Start of SOURCE DATA

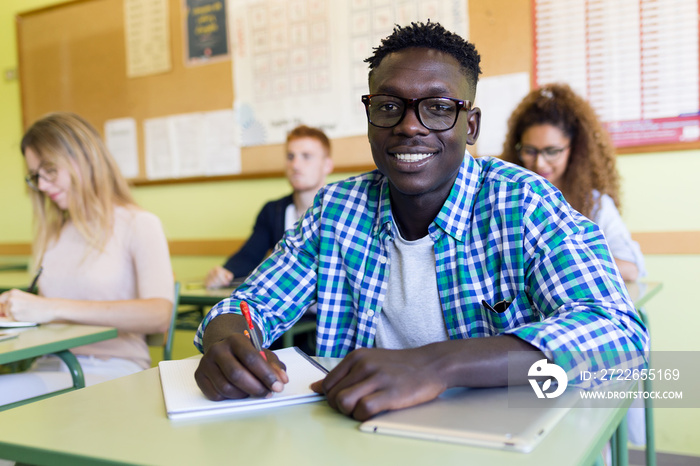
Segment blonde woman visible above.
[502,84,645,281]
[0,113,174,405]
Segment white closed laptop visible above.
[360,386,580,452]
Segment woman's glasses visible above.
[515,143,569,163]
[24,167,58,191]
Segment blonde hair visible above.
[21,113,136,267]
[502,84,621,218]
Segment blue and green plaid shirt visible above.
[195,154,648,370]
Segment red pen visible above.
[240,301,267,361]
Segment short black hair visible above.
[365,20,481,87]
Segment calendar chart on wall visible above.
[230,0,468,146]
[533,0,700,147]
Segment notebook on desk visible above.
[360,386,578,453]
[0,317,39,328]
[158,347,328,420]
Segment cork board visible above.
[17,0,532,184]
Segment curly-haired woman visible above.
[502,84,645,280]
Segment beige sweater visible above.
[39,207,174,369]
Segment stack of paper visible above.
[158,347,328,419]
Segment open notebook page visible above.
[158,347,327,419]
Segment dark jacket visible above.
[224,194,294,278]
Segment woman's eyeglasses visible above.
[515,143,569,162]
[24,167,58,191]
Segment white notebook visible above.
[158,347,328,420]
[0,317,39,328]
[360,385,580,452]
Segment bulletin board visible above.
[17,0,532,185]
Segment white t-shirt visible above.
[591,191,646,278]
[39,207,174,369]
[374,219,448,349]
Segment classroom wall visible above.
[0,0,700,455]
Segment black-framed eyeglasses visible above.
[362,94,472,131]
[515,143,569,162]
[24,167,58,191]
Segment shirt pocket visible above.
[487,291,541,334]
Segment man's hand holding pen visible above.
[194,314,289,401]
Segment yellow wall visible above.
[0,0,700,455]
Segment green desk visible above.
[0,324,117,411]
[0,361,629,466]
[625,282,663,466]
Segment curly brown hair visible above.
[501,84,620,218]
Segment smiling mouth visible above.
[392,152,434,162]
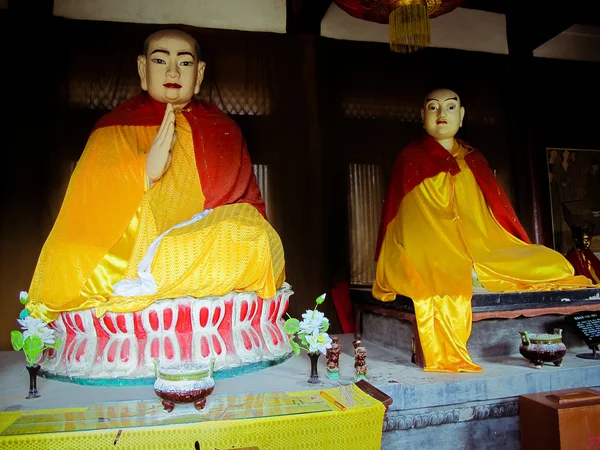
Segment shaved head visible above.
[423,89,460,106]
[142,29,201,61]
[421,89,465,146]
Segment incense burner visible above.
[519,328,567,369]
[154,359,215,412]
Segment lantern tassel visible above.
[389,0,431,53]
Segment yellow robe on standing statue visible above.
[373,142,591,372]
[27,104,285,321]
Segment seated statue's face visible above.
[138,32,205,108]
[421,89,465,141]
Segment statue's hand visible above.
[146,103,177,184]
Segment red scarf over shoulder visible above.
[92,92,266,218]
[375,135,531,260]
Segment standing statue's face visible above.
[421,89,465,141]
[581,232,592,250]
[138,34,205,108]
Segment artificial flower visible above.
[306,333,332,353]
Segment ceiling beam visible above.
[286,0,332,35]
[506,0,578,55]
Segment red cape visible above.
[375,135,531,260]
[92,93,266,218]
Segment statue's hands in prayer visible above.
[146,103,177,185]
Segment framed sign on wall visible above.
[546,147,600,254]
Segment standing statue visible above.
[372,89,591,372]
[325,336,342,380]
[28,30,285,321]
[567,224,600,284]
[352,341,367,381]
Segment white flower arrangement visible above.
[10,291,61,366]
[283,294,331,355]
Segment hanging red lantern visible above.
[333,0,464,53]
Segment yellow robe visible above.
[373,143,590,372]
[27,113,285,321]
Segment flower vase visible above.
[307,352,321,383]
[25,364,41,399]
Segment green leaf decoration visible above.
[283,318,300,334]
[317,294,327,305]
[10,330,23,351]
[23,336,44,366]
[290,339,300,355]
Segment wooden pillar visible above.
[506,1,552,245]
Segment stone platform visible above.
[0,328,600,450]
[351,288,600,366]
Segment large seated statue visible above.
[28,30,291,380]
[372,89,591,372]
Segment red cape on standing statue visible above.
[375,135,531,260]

End of SOURCE DATA

**STATED GOAL**
State how many lines above contain the string "statue".

**FULL OUTPUT**
8